• SHORT TASK:
Repeat each record below exactly as given.

• EXTRACTED ENTRIES:
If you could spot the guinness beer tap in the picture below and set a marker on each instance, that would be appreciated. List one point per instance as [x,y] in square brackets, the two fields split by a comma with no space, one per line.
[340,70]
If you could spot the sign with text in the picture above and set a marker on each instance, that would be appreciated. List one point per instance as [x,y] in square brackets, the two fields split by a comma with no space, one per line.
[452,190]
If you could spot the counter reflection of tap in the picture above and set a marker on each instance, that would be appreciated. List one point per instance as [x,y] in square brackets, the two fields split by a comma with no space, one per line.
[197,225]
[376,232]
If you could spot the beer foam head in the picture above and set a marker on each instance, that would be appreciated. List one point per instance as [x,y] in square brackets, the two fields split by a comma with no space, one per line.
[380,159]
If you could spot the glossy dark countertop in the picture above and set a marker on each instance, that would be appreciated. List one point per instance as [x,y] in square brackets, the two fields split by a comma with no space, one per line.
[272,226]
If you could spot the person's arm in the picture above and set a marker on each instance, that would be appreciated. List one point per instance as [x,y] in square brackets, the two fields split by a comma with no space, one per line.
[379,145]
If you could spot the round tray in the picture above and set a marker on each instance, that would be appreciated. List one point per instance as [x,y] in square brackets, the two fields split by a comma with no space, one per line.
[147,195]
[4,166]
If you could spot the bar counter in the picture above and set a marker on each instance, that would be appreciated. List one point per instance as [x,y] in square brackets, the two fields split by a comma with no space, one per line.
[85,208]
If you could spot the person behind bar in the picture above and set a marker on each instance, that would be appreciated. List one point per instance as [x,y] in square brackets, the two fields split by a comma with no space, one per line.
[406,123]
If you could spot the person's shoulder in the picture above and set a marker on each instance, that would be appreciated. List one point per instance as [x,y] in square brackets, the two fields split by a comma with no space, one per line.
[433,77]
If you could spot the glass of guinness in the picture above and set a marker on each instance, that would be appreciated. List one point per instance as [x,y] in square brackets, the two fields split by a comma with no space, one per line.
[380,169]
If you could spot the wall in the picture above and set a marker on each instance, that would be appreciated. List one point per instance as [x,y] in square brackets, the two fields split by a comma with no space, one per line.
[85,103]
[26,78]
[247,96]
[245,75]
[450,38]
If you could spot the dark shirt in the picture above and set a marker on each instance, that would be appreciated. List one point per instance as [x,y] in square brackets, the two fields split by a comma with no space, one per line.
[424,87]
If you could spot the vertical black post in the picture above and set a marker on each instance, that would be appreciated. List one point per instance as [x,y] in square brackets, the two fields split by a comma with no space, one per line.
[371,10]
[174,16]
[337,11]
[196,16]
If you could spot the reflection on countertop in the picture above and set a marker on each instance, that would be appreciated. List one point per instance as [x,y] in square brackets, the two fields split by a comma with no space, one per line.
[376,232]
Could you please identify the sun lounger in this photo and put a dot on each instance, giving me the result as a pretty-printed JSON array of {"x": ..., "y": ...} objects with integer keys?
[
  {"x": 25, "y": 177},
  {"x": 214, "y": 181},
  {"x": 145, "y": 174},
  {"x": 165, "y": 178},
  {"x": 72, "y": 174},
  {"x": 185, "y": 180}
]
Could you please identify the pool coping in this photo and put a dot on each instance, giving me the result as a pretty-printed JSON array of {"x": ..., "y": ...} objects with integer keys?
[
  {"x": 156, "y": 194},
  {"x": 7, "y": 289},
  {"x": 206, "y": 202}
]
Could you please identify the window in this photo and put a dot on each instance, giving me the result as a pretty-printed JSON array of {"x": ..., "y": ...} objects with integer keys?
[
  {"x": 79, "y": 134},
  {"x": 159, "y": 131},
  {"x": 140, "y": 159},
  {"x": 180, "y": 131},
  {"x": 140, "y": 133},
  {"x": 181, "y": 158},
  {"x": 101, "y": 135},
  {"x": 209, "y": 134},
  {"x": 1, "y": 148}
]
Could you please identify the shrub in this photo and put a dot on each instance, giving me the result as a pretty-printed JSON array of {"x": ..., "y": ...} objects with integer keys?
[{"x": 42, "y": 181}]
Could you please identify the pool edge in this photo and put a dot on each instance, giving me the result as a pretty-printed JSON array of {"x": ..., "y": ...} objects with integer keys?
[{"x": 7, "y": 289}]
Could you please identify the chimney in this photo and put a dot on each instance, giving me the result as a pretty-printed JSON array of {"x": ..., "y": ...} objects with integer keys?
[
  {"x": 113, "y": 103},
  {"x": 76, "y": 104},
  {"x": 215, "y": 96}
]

• THE REPLY:
If you could spot the guinness beer tap in the picture below and set a marker on each instance, that would be appreciated. List one point per instance as [x,y] in square brackets, the two fields split by a comma with no space, one per line.
[340,70]
If you could spot the sign with text in the picture above and set a marker on each instance, that would be appreciated. List one point per instance as [x,y] in square brackets, the two fields split by a comma with no space, one per line.
[452,190]
If you could spot the counter reflection of tap in the picture above and set a marker on each instance, that would be appreciated. List one point per instance as [x,y] in square brackets, the two fields split by a comma with no space, one per line.
[197,225]
[376,232]
If you could spot the beer foam head in the picture above and set a marker on each instance, that would be appreciated. List one point per instance as [x,y] in square brackets, the two fields split by a comma with no space, one per line.
[380,159]
If you could spot the glossy dark countertop in the picture above and set a marker on each instance, that would be appreciated. List one point per instance as [x,y] in square brackets, the two fields split by a comma with no space, one per line.
[272,226]
If you could spot the person's arm in the picture above and set a marker on each instance, that would be appreciated. List one point per instance as [x,y] in square brackets, the two fields split by a comma with no space, one per line.
[379,145]
If you could spot the round tray in the picture above and set a marker on each instance, that would be appreciated. List one point per instance as [x,y] in square brackets, the two fields split by a comma with no space, one per line.
[147,195]
[4,166]
If you could spot the bar counter in the picture above and set a marker on each instance, that would be appreciated. List one point per instance as [x,y] in square brackets, the two fields split by a comma with no space, one per line.
[85,208]
If you could spot the person behind bar in the picture above and set a marker on each instance, that would be appreciated. List one point per instance as [x,y] in square brackets, the two fields split by a comma with no space, one per line.
[406,123]
If you could spot the person's shoulder in the picture above and set a marker on each instance, that would be appreciated. List one point per instance as [x,y] in square brackets, the two fields split by a comma with no space, one per line.
[433,77]
If you could spot the glass of guinness in the picture above and set a marker on each instance, that would be appreciated. List one point per instance as [x,y] in square brackets, the two fields split by a comma with no space, one per line.
[380,169]
If you could spot the wall in the picture above and set a marker on each instance, that would be appreciated. List one point per instance as [x,y] in square brackets, the two fields split by a comma with no space, one per line.
[85,103]
[26,78]
[247,96]
[245,75]
[450,38]
If you could spot the dark shirt in the picture above and set a marker on each instance, that would be appreciated. List one point per instance as [x,y] in square brackets, the two fields split by a comma with no space, one per line.
[424,87]
If you could spot the vertical black post in the picture above and set a marker on each instance, that would be appreciated. List one point per instance as [x,y] in square brackets, the two fields split by a comma with no space, one per line.
[371,10]
[174,16]
[337,11]
[196,16]
If you could spot the reflection on countertop in the picture above and set a marker on each instance, that would be appreciated. List one point per instance as [x,y] in square brackets, the two fields split by a comma with no space, one per line.
[376,232]
Could you please identify the sun lounger in this photo and put a dot on each instance, giving me the result as a pretty-printed JSON array of {"x": ..., "y": ...} objects with integer keys?
[
  {"x": 25, "y": 177},
  {"x": 214, "y": 181},
  {"x": 145, "y": 174},
  {"x": 165, "y": 178},
  {"x": 72, "y": 174},
  {"x": 185, "y": 180}
]
Could you please identify the pool coping in this photo and put a dot on each instance, giving me the result as a pretty-printed JSON array of {"x": ..., "y": ...} objects with integer keys?
[
  {"x": 156, "y": 194},
  {"x": 7, "y": 289},
  {"x": 206, "y": 202}
]
Could you please identify the window in this photo and put a dot on each instance, giving me the result as a pretty-printed JSON array of {"x": ..., "y": ...} objects with integer keys?
[
  {"x": 79, "y": 134},
  {"x": 159, "y": 131},
  {"x": 140, "y": 159},
  {"x": 180, "y": 131},
  {"x": 140, "y": 133},
  {"x": 181, "y": 158},
  {"x": 101, "y": 135},
  {"x": 209, "y": 134},
  {"x": 1, "y": 148}
]
Could you please identify the shrub in this photo and put a dot on each instance, giving me the result as a pretty-printed JSON array of {"x": ..., "y": ...} objects with integer keys?
[{"x": 42, "y": 181}]
Could you please identify the pool edge in this photo and put a dot on each instance, giving me the result as a pretty-printed JSON array of {"x": ..., "y": ...} objects with integer keys?
[{"x": 7, "y": 289}]
Could you please identify the chimney in this photo and put a dot on each instance, giving me the result as a pretty-printed JSON array of {"x": ..., "y": ...} objects with integer keys?
[
  {"x": 113, "y": 103},
  {"x": 76, "y": 104},
  {"x": 215, "y": 96}
]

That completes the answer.